*** Opening Information shown ***
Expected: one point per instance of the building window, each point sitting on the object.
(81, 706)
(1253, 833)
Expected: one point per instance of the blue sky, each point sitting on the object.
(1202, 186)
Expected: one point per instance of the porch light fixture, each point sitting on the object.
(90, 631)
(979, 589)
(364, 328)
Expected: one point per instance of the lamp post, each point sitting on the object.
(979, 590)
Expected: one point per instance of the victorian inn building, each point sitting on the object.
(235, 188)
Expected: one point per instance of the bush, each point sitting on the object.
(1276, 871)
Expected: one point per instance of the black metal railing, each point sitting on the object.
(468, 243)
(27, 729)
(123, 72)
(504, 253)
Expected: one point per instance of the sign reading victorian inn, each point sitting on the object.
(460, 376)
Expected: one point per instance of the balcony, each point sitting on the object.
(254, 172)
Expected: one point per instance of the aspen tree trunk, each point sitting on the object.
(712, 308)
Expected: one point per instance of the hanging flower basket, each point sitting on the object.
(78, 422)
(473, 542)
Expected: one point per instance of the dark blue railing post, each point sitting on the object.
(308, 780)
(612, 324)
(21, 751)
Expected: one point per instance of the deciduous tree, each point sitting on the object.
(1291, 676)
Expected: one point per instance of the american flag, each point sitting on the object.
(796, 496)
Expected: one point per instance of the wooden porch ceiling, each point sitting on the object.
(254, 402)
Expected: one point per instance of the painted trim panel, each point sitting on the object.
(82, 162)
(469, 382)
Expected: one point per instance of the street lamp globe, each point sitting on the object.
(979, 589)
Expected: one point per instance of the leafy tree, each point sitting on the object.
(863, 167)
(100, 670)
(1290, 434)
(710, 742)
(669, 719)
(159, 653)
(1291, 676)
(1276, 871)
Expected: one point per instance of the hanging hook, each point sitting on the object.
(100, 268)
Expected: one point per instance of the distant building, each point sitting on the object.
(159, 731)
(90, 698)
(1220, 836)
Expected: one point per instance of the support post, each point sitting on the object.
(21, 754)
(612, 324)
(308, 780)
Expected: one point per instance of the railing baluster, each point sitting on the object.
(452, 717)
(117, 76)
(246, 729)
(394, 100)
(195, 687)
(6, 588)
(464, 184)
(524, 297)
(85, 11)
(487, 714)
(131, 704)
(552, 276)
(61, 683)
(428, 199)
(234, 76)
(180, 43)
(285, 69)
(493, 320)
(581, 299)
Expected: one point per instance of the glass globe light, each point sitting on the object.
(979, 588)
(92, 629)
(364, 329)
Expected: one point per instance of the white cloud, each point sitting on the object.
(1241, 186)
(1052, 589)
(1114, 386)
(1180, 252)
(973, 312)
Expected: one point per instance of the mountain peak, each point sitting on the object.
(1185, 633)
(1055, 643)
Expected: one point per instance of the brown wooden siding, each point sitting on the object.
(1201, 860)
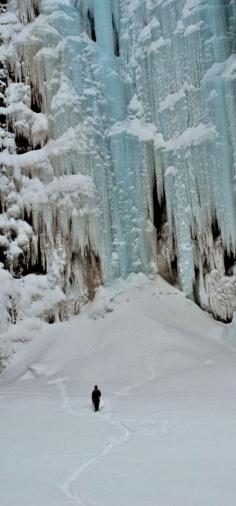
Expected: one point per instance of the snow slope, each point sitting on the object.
(165, 435)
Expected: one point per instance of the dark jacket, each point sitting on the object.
(96, 395)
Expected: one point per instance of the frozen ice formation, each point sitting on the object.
(118, 148)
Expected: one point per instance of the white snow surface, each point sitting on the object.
(165, 435)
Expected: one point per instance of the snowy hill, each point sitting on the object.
(165, 435)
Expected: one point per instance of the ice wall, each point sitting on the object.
(118, 144)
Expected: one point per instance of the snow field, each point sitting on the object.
(165, 435)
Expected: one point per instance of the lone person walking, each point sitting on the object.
(96, 394)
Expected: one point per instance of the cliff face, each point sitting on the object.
(117, 131)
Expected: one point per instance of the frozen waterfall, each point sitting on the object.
(118, 150)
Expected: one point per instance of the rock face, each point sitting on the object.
(118, 140)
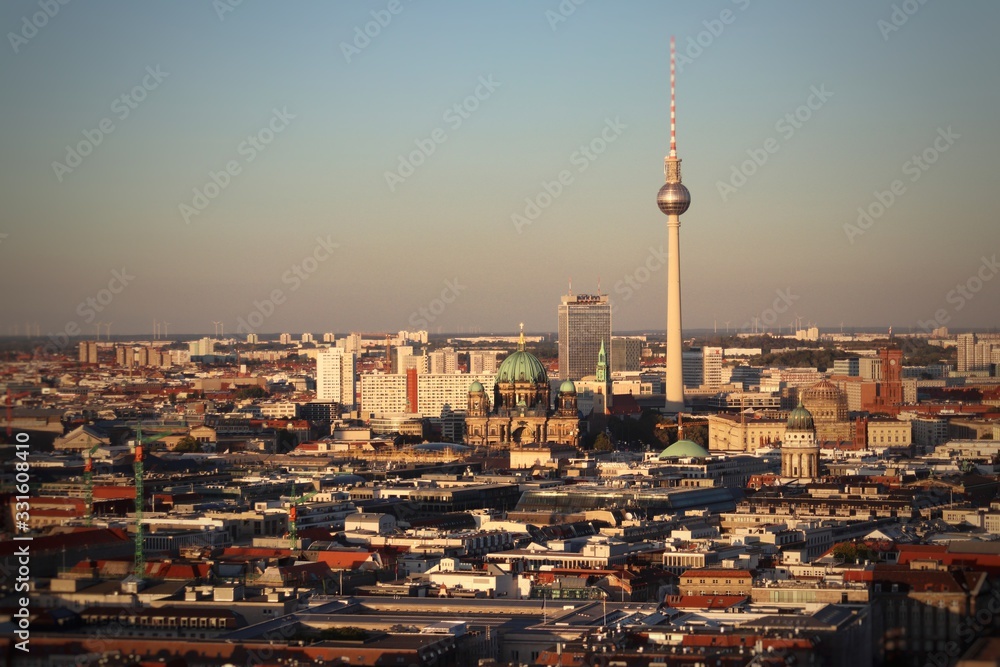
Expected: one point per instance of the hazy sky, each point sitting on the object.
(117, 114)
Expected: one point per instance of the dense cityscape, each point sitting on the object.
(612, 484)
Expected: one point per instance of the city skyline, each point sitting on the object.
(301, 154)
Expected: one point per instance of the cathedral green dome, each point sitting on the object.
(522, 366)
(684, 449)
(800, 419)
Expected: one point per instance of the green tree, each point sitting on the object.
(187, 444)
(602, 443)
(851, 552)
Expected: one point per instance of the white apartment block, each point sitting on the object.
(335, 372)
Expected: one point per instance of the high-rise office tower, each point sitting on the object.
(335, 381)
(584, 323)
(673, 199)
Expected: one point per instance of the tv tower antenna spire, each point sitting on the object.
(673, 200)
(673, 98)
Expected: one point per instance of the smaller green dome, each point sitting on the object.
(684, 449)
(800, 419)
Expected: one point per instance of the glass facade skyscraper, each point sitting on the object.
(584, 323)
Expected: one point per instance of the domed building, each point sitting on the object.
(684, 449)
(520, 410)
(828, 406)
(799, 449)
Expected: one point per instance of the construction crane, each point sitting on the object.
(139, 568)
(88, 485)
(293, 515)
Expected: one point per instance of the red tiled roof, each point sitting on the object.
(78, 539)
(343, 560)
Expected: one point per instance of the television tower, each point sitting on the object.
(673, 199)
(139, 569)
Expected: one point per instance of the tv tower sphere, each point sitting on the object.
(673, 198)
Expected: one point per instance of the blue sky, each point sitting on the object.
(314, 233)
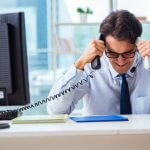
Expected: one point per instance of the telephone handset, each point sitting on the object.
(96, 64)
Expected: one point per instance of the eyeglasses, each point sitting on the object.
(129, 54)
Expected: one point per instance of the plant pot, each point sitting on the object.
(83, 18)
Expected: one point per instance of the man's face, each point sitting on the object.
(120, 64)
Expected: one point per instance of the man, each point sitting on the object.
(121, 85)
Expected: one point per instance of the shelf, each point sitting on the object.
(78, 23)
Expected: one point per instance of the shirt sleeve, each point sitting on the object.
(67, 91)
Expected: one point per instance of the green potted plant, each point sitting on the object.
(84, 13)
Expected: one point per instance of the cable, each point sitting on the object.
(7, 113)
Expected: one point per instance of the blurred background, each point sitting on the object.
(58, 31)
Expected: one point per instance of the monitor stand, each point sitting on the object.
(4, 125)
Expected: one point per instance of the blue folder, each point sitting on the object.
(99, 118)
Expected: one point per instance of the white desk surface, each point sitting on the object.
(127, 135)
(137, 124)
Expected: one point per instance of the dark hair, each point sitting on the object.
(122, 25)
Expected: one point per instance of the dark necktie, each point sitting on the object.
(125, 106)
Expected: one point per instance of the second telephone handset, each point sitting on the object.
(96, 64)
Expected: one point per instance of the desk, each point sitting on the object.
(131, 135)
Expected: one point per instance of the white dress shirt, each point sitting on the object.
(101, 94)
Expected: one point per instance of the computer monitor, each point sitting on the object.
(14, 83)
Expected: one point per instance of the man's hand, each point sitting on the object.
(144, 48)
(95, 48)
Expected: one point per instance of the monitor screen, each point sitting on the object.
(14, 83)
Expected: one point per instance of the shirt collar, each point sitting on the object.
(129, 73)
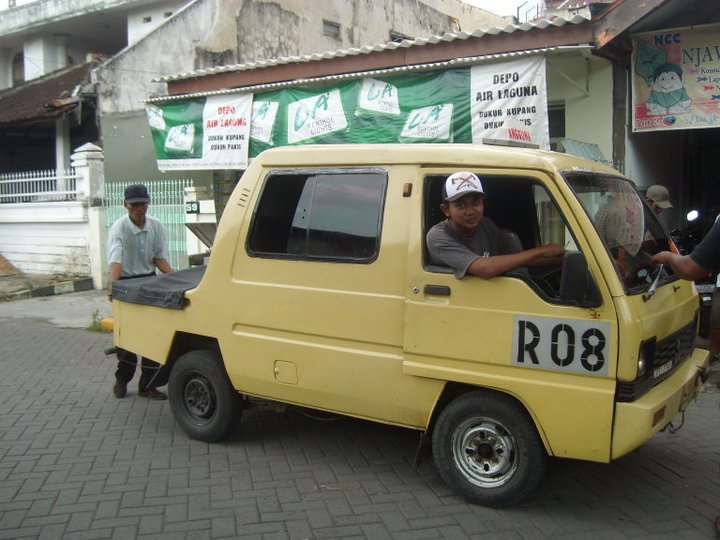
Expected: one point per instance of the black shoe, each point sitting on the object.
(152, 393)
(119, 388)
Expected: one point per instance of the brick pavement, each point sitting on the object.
(77, 463)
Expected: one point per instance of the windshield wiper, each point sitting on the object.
(651, 291)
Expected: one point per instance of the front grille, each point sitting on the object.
(669, 353)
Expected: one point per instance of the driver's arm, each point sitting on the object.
(683, 265)
(488, 267)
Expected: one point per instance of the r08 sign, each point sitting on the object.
(561, 344)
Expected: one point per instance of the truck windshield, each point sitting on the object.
(630, 230)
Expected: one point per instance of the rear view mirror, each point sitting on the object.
(577, 286)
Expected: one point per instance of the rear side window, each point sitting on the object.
(320, 215)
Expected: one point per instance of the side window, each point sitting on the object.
(320, 215)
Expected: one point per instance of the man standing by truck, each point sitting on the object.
(471, 243)
(136, 247)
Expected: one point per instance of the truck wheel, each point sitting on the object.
(487, 450)
(202, 398)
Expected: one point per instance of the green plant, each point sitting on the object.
(96, 324)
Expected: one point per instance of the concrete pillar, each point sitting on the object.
(88, 162)
(60, 51)
(6, 56)
(62, 148)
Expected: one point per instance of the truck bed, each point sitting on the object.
(163, 290)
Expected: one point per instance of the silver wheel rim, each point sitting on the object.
(485, 452)
(199, 399)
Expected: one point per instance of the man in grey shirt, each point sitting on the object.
(471, 243)
(136, 246)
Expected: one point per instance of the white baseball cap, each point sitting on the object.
(460, 184)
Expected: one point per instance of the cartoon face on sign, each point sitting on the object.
(668, 91)
(664, 79)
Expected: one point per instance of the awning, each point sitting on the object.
(457, 62)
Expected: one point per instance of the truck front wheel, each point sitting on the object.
(487, 449)
(202, 399)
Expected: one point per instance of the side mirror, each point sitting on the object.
(576, 284)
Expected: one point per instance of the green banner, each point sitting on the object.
(424, 107)
(502, 100)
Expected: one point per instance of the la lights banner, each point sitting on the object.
(464, 105)
(676, 79)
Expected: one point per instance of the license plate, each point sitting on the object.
(690, 391)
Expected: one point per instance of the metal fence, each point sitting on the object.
(167, 204)
(38, 186)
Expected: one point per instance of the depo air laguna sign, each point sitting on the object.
(454, 105)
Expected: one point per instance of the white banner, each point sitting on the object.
(315, 116)
(220, 140)
(514, 91)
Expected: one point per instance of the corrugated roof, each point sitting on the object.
(46, 97)
(418, 42)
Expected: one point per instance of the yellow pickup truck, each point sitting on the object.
(319, 292)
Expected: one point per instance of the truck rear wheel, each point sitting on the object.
(487, 450)
(202, 399)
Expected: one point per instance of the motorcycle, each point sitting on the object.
(685, 240)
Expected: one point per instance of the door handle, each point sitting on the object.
(440, 290)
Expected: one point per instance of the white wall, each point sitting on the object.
(588, 118)
(46, 238)
(143, 21)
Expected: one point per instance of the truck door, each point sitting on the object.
(515, 333)
(318, 304)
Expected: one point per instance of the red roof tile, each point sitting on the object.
(44, 98)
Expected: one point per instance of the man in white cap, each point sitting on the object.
(658, 197)
(471, 243)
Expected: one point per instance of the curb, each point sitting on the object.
(62, 287)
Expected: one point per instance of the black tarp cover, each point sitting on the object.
(163, 290)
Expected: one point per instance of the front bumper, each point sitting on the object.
(636, 422)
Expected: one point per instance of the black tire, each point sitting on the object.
(202, 399)
(487, 449)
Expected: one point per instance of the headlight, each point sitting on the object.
(642, 362)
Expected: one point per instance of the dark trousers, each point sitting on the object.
(152, 374)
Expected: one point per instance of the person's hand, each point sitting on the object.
(660, 258)
(552, 253)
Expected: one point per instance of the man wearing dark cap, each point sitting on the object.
(136, 247)
(658, 197)
(471, 243)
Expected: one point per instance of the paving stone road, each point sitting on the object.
(77, 463)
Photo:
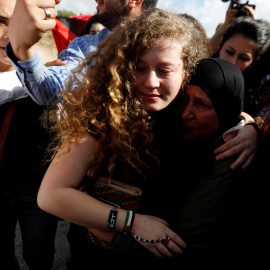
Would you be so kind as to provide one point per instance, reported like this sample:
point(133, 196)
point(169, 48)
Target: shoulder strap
point(5, 126)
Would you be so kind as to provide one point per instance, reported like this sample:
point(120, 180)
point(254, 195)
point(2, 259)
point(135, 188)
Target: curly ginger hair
point(100, 97)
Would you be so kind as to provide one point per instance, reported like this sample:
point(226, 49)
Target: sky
point(209, 12)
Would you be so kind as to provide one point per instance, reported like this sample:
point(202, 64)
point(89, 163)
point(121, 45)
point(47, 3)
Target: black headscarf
point(224, 84)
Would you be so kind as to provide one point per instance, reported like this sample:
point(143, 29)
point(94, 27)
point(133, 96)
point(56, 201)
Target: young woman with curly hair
point(110, 118)
point(107, 128)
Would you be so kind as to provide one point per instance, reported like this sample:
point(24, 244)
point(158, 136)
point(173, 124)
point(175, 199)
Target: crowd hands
point(81, 137)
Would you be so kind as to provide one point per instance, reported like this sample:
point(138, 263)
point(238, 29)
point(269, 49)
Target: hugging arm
point(59, 196)
point(243, 142)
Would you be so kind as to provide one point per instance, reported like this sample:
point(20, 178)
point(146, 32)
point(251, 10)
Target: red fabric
point(63, 34)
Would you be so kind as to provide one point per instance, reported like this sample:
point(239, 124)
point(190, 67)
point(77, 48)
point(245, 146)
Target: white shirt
point(10, 87)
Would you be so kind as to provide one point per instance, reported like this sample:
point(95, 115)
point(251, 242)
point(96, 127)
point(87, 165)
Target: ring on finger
point(47, 13)
point(166, 241)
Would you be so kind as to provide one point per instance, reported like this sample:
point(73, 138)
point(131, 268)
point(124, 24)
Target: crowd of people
point(148, 100)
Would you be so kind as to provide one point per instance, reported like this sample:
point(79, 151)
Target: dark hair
point(92, 20)
point(149, 4)
point(256, 30)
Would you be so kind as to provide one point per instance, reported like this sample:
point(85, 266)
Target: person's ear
point(135, 3)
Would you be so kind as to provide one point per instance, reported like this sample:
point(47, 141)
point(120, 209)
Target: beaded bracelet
point(128, 222)
point(255, 126)
point(163, 241)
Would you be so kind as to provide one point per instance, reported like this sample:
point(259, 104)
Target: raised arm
point(243, 142)
point(27, 26)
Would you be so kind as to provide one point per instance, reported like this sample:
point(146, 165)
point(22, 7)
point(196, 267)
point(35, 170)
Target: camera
point(240, 7)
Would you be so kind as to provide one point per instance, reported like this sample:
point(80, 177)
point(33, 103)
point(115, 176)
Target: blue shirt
point(42, 83)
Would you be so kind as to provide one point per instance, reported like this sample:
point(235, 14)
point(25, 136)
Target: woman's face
point(199, 117)
point(238, 50)
point(159, 74)
point(95, 28)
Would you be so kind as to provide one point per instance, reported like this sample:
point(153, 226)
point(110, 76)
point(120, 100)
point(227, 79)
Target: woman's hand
point(244, 143)
point(151, 228)
point(56, 62)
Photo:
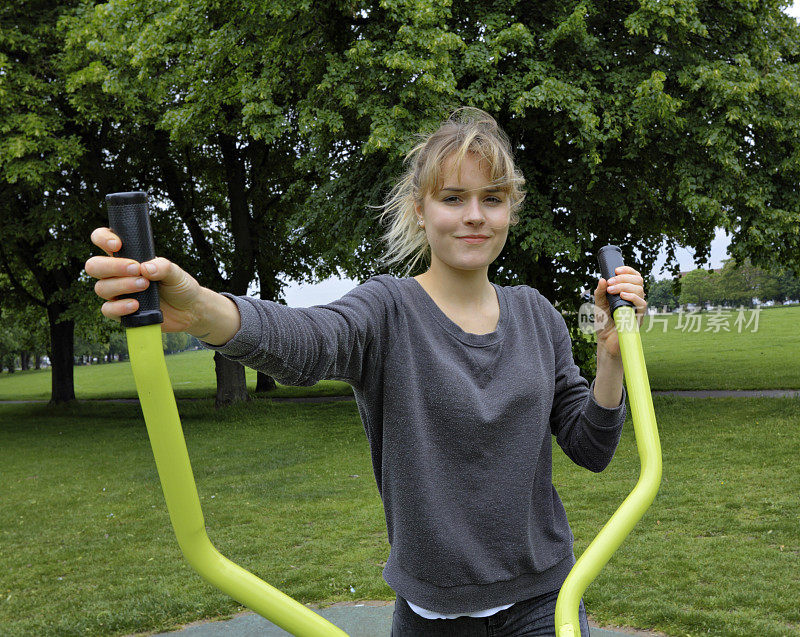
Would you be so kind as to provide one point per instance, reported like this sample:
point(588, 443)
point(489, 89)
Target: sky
point(306, 295)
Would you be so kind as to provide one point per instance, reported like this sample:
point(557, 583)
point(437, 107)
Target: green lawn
point(702, 355)
point(288, 492)
point(676, 359)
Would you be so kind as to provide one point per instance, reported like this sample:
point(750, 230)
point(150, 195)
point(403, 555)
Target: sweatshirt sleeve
point(341, 340)
point(587, 432)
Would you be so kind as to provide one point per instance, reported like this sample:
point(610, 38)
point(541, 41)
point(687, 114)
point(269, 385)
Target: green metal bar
point(177, 481)
point(595, 557)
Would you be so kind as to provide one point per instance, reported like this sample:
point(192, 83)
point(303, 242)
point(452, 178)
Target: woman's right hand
point(178, 292)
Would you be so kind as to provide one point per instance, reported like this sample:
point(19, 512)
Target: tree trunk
point(264, 383)
point(231, 382)
point(62, 350)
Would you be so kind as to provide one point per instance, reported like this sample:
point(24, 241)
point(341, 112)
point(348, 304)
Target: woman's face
point(464, 206)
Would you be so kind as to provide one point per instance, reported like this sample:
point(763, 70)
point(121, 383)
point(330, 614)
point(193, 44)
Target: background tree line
point(262, 132)
point(729, 286)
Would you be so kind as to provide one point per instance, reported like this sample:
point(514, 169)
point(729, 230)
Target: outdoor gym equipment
point(129, 219)
point(633, 508)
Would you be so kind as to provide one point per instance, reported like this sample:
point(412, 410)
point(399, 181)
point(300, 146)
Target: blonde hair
point(467, 129)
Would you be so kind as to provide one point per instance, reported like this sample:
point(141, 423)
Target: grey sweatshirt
point(459, 427)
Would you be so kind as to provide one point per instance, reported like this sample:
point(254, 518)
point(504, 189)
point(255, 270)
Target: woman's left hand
point(628, 283)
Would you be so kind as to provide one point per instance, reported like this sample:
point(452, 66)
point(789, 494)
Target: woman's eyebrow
point(454, 189)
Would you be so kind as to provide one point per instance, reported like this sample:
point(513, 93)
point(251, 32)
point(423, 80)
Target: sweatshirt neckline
point(453, 328)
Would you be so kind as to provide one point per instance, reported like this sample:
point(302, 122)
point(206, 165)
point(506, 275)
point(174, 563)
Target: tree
point(697, 287)
point(54, 168)
point(201, 64)
point(633, 122)
point(661, 294)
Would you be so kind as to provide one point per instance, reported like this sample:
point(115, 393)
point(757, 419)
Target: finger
point(111, 288)
point(105, 239)
point(625, 269)
point(164, 270)
point(115, 309)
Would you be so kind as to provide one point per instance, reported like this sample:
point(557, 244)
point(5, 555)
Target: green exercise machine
point(597, 554)
point(129, 219)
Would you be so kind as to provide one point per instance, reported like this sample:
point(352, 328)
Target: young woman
point(460, 384)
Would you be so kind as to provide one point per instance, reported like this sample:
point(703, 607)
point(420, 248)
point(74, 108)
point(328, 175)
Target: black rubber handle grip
point(610, 258)
point(129, 219)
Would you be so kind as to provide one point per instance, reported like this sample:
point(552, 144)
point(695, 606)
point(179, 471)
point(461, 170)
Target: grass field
point(676, 359)
point(288, 492)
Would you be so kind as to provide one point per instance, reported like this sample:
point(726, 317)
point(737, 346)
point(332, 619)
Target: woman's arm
point(608, 381)
point(218, 318)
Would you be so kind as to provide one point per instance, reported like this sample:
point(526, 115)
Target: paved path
point(360, 619)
*** Closing Information shown ***
Problem statement
From the line that has "point(121, 45)" through the line that has "point(77, 48)", copy every line exactly as it appears above, and leave out all others.

Answer for this exercise
point(121, 45)
point(47, 3)
Target: black headscarf
point(224, 84)
Would you be so kind as to provide one point per instance, reported like this sample:
point(143, 29)
point(94, 27)
point(133, 96)
point(56, 201)
Target: young woman with curly hair
point(110, 118)
point(107, 128)
Would you be so kind as to provide one point per instance, reported like this sample:
point(24, 244)
point(158, 136)
point(173, 124)
point(175, 199)
Target: crowd hands
point(81, 137)
Would you be so kind as to provide one point per instance, reported like this sample:
point(138, 263)
point(238, 29)
point(269, 49)
Target: hugging arm
point(59, 196)
point(243, 142)
Would you be so kind as to provide one point per instance, reported like this sample:
point(20, 178)
point(146, 32)
point(251, 10)
Target: red fabric
point(63, 34)
Would you be so kind as to provide one point per instance, reported like this sample:
point(239, 124)
point(190, 67)
point(77, 48)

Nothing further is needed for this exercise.